# WHAT TO PRODUCE
Find every line of the listing below where "sample" appears, and copy it.
* * * * * * * * *
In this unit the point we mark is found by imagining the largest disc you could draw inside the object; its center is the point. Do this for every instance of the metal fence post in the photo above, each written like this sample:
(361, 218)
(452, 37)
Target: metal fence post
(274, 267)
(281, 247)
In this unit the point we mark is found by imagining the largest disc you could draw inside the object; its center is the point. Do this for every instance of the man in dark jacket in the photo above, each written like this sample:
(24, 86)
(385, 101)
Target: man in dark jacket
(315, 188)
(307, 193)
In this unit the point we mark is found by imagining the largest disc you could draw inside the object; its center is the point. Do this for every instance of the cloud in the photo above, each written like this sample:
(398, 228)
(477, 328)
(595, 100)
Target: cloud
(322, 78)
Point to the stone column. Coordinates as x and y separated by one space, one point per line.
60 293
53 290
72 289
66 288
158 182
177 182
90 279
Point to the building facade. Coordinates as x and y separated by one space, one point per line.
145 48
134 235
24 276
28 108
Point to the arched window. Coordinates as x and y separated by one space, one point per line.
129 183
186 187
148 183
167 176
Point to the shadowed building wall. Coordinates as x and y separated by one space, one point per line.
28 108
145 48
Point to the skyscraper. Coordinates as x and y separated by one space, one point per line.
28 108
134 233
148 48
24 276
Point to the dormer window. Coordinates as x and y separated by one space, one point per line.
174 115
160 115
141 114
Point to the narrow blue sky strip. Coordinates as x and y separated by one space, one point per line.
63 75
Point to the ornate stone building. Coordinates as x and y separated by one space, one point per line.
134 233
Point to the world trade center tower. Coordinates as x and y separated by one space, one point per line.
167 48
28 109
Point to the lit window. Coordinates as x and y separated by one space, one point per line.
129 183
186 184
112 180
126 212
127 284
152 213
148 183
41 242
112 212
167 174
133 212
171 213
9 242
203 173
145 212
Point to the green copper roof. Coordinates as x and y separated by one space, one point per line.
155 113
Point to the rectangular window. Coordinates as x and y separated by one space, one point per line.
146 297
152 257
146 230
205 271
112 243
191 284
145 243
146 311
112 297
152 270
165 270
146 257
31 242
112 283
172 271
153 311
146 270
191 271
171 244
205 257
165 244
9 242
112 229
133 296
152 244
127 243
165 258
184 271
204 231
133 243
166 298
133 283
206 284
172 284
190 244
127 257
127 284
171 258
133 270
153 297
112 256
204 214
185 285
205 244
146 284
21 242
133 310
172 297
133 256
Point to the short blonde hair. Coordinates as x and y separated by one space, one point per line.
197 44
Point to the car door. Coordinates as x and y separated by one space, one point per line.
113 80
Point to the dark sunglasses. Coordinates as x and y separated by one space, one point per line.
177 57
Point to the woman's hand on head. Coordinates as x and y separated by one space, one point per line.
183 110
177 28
* * * * * * * * *
# OUTPUT OF THE TASK
In this unit the point we mark is found by imagining the largest disc you could draw inside the object; its center is the point. Do this for every instance of the metal fence post in the photo above, each written like this sample:
In this unit the point we mark is found by imagining the largest disc you could draw inside the object; its center is the point. Do this for every instance of the man in dark jacket in the photo above, each written like this sample:
In this unit the point we mark is found by imagining the largest disc you could draw inside the object; its center is the point. Do this for every instance of the cloud in the photo above, each written like this sample:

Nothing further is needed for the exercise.